#### SELECTED PASSAGE:
☆ ☆ ☆ ☆ ☆
The other night we were asked the usual questions about talking to customers by a few very well meaning product people.
"What do you do about people trying to please you, tell you what you want to hear?"
"How do you establish rapport but stay objective?"
"How do you avoid leading the witness?"
"How do you deal with people telling you they do one thing but you're pretty sure they do something else?"
We would love to know when people first encounter these ideas. They seem to be truly viral in nature - the first time you encounter focus groups somehow you just know that these problems exist. Just like you simply know that groupthink is a thing that happens in every focus group, whether the conditions that create groupthink are present or not (this is the difference between understanding a concept and just using the term).
The truth is, asking people to report their preferences and behavior is not always the best way to get the information you need to make decisions. Qualitative methods use conversations and projective techniques and group exercises to get information. Quantitative methods use a combination of forced choice, scaled responses,stated and derived importance [PDF]. Ethnographic approaches use observation and documentation.
But too often, we see these tools operating in isolation. A customer panel that is not correlated with an email subscription list. A customer database disconnected from social media followers. Dozens of points of connection, but no knowledge of how many nodes in the web a particular customer or prospect touches.
So we get lots of information. We begin to sift for strong correlations. We start noticing patterns, and we tune those patterns into signals. We rely on those signals to make decisions. But there is signal, and there is noise.
We can't rely on people to remember, faithfully and accurately, what time of day they log in to a particular social platform, how much time they spend there, who they follow and like, and what content they share (that's what analytics and actually going and looking at their real behavior are for!).
But for some reason, we are way more critical of ordinary people who benignly misreport their behavior and preferences than we are of marketers and publishers who routinely do exactly the same things, especially when it comes to reporting on ROI or effectiveness.
They tell their customers what they want to hear. They get too cozy and lose their objectivity. They 'juke the stats' to make themselves look good. They tell you data says one thing, when it actually says something else.
So when we saw this piece about Twitter ROI and bullshit, we mentally high-fived Bob. We all need to be much more skeptical about reports of the effectiveness of a particular tactic or channel or promotion. We all need to question not only the conclusions of research, but the methods for collecting information, and the methods for analyzing it.
You might have guessed by now that skepticism is a theme with us. We'll keep talking about it. But for now, when you see reports about the return on investment in any tactic, platform, message or feature, ask yourself these three questions:
Says who (and what's in it for them)?
What factors did they take into account - and how did they calculate them?
What *aren't* they taking into account?
And then look around for a salt lick, because you're going to need it.
☆ ☆ ☆ ☆ ☆
#### DATA TO EXAMINE:
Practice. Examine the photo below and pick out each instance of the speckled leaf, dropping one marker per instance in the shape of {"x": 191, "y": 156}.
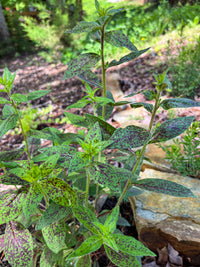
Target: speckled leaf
{"x": 19, "y": 98}
{"x": 18, "y": 245}
{"x": 37, "y": 94}
{"x": 10, "y": 206}
{"x": 171, "y": 128}
{"x": 147, "y": 106}
{"x": 108, "y": 175}
{"x": 121, "y": 259}
{"x": 59, "y": 191}
{"x": 164, "y": 187}
{"x": 32, "y": 200}
{"x": 80, "y": 64}
{"x": 118, "y": 39}
{"x": 90, "y": 245}
{"x": 179, "y": 103}
{"x": 84, "y": 26}
{"x": 10, "y": 155}
{"x": 129, "y": 137}
{"x": 54, "y": 235}
{"x": 87, "y": 218}
{"x": 53, "y": 214}
{"x": 90, "y": 77}
{"x": 130, "y": 245}
{"x": 107, "y": 129}
{"x": 83, "y": 261}
{"x": 76, "y": 119}
{"x": 127, "y": 58}
{"x": 111, "y": 221}
{"x": 8, "y": 124}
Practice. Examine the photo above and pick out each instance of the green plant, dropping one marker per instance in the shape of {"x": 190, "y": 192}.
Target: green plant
{"x": 50, "y": 215}
{"x": 184, "y": 153}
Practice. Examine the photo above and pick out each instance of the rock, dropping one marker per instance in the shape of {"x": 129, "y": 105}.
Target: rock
{"x": 162, "y": 219}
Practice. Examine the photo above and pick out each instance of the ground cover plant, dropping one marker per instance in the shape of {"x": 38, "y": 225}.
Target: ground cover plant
{"x": 49, "y": 217}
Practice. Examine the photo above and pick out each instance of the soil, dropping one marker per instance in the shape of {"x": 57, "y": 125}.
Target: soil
{"x": 33, "y": 73}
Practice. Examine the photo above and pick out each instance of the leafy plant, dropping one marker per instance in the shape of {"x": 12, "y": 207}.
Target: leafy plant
{"x": 184, "y": 153}
{"x": 50, "y": 215}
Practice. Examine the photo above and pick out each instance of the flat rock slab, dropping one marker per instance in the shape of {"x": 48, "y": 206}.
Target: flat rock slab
{"x": 162, "y": 219}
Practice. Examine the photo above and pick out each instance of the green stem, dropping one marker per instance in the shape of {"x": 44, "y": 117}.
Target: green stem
{"x": 128, "y": 183}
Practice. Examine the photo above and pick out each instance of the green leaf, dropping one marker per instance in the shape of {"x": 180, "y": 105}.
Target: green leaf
{"x": 90, "y": 77}
{"x": 33, "y": 198}
{"x": 76, "y": 119}
{"x": 179, "y": 103}
{"x": 80, "y": 64}
{"x": 37, "y": 94}
{"x": 19, "y": 98}
{"x": 53, "y": 214}
{"x": 108, "y": 175}
{"x": 164, "y": 187}
{"x": 147, "y": 106}
{"x": 118, "y": 39}
{"x": 18, "y": 245}
{"x": 87, "y": 218}
{"x": 129, "y": 137}
{"x": 127, "y": 58}
{"x": 4, "y": 101}
{"x": 171, "y": 128}
{"x": 130, "y": 245}
{"x": 10, "y": 206}
{"x": 8, "y": 124}
{"x": 84, "y": 26}
{"x": 54, "y": 236}
{"x": 121, "y": 259}
{"x": 111, "y": 221}
{"x": 90, "y": 245}
{"x": 59, "y": 191}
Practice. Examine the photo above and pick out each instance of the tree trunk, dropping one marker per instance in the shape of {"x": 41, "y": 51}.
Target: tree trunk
{"x": 4, "y": 34}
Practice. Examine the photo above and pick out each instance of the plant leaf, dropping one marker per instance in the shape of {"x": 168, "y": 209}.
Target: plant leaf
{"x": 128, "y": 57}
{"x": 8, "y": 124}
{"x": 90, "y": 245}
{"x": 53, "y": 214}
{"x": 84, "y": 26}
{"x": 171, "y": 128}
{"x": 179, "y": 103}
{"x": 129, "y": 137}
{"x": 121, "y": 259}
{"x": 118, "y": 39}
{"x": 54, "y": 236}
{"x": 18, "y": 245}
{"x": 80, "y": 64}
{"x": 165, "y": 187}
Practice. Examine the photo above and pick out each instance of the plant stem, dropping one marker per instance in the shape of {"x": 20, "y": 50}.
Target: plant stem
{"x": 128, "y": 183}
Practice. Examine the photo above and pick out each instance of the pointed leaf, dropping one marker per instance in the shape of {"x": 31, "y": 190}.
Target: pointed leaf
{"x": 171, "y": 128}
{"x": 90, "y": 245}
{"x": 37, "y": 94}
{"x": 84, "y": 26}
{"x": 118, "y": 39}
{"x": 164, "y": 187}
{"x": 54, "y": 236}
{"x": 18, "y": 245}
{"x": 8, "y": 124}
{"x": 80, "y": 64}
{"x": 121, "y": 259}
{"x": 127, "y": 58}
{"x": 129, "y": 137}
{"x": 108, "y": 175}
{"x": 179, "y": 103}
{"x": 53, "y": 214}
{"x": 147, "y": 106}
{"x": 59, "y": 191}
{"x": 76, "y": 119}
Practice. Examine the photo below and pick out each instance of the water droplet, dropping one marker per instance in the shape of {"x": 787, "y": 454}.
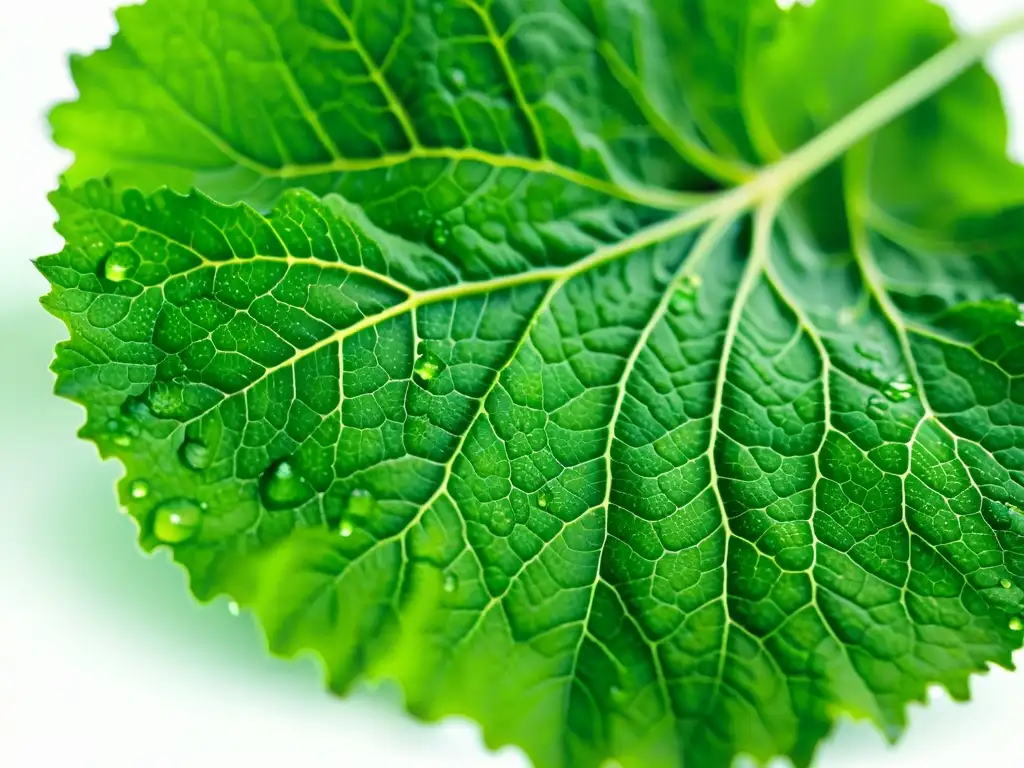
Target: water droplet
{"x": 500, "y": 523}
{"x": 877, "y": 407}
{"x": 195, "y": 455}
{"x": 119, "y": 265}
{"x": 426, "y": 370}
{"x": 440, "y": 233}
{"x": 899, "y": 389}
{"x": 120, "y": 434}
{"x": 458, "y": 80}
{"x": 176, "y": 520}
{"x": 282, "y": 487}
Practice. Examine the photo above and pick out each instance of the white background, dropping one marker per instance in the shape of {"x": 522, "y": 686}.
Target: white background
{"x": 105, "y": 660}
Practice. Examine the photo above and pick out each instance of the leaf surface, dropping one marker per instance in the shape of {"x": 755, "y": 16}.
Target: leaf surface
{"x": 589, "y": 384}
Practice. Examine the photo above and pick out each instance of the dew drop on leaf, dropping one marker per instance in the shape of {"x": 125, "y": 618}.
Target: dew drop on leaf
{"x": 195, "y": 455}
{"x": 899, "y": 389}
{"x": 282, "y": 487}
{"x": 118, "y": 265}
{"x": 176, "y": 520}
{"x": 426, "y": 370}
{"x": 119, "y": 432}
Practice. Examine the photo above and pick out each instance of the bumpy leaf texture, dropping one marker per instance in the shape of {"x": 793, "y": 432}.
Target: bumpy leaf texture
{"x": 643, "y": 379}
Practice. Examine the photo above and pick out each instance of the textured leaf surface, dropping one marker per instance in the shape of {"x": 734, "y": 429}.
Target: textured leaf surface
{"x": 542, "y": 397}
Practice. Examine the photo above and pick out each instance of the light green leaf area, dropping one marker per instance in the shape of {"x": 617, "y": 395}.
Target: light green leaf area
{"x": 597, "y": 370}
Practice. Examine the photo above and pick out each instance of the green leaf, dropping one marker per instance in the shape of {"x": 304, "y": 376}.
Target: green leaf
{"x": 642, "y": 393}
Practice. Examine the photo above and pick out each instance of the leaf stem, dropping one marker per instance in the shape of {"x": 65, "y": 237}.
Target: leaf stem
{"x": 905, "y": 93}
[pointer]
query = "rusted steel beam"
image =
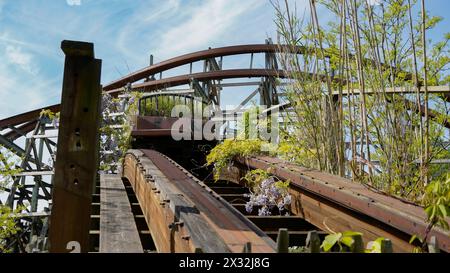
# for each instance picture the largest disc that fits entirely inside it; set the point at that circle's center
(203, 76)
(168, 194)
(193, 57)
(332, 198)
(25, 117)
(77, 152)
(21, 130)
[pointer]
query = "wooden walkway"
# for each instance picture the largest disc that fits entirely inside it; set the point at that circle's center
(118, 231)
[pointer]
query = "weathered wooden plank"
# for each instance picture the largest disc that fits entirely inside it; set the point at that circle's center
(77, 153)
(162, 214)
(118, 231)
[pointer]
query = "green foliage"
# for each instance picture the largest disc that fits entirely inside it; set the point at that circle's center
(343, 241)
(255, 177)
(8, 226)
(298, 249)
(437, 202)
(224, 153)
(8, 168)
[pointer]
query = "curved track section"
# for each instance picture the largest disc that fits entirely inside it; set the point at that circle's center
(333, 202)
(183, 214)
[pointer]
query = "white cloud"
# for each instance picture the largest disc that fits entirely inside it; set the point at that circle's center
(374, 2)
(206, 23)
(23, 60)
(73, 2)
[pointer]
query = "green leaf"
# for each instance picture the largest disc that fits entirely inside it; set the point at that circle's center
(413, 238)
(330, 241)
(443, 210)
(351, 233)
(348, 241)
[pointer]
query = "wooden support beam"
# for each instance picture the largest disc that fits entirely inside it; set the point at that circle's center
(77, 153)
(118, 231)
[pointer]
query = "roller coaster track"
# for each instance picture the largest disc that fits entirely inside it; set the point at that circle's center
(185, 214)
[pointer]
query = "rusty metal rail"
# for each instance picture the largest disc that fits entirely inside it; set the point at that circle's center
(332, 202)
(182, 213)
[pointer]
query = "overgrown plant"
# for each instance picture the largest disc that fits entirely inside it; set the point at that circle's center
(267, 192)
(8, 168)
(350, 117)
(115, 131)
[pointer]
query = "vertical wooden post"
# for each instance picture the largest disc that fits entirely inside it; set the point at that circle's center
(358, 244)
(283, 241)
(386, 246)
(433, 246)
(77, 154)
(247, 248)
(313, 242)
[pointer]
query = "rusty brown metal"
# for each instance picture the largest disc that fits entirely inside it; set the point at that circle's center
(26, 117)
(21, 130)
(193, 57)
(340, 192)
(222, 222)
(203, 76)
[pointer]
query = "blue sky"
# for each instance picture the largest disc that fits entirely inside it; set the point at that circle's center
(124, 34)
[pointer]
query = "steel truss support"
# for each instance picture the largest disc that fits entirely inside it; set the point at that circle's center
(77, 155)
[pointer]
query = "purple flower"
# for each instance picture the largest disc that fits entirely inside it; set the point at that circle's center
(249, 207)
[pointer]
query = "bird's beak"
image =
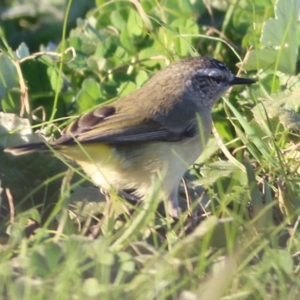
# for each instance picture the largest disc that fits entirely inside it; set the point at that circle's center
(239, 80)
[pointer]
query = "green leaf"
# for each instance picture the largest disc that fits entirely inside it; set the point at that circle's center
(89, 95)
(280, 47)
(8, 75)
(134, 23)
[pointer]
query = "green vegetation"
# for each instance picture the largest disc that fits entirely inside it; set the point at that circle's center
(239, 237)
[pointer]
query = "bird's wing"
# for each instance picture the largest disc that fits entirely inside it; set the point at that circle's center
(106, 125)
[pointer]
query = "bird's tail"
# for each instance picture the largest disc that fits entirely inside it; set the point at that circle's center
(24, 149)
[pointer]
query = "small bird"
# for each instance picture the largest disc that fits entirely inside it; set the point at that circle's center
(156, 132)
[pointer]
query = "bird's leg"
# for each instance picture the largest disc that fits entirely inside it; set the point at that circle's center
(173, 205)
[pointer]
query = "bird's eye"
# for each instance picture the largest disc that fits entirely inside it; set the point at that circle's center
(218, 79)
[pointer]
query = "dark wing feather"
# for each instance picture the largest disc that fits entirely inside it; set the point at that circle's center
(107, 125)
☆ ☆ ☆ ☆ ☆
#### EXERCISE TASKS:
[1] What do ethnographic approaches use, according to the skepticism article?
[2] Retype the skepticism article from "So when we saw" up to and including "for analyzing it.".
Rely only on the skepticism article, not on the rows.

#### ANSWERS PER TASK:
[1] Observation and documentation.

[2]
So when we saw this piece about Twitter ROI and bullshit, we mentally high-fived Bob. We all need to be much more skeptical about reports of the effectiveness of a particular tactic or channel or promotion. We all need to question not only the conclusions of research, but the methods for collecting information, and the methods for analyzing it.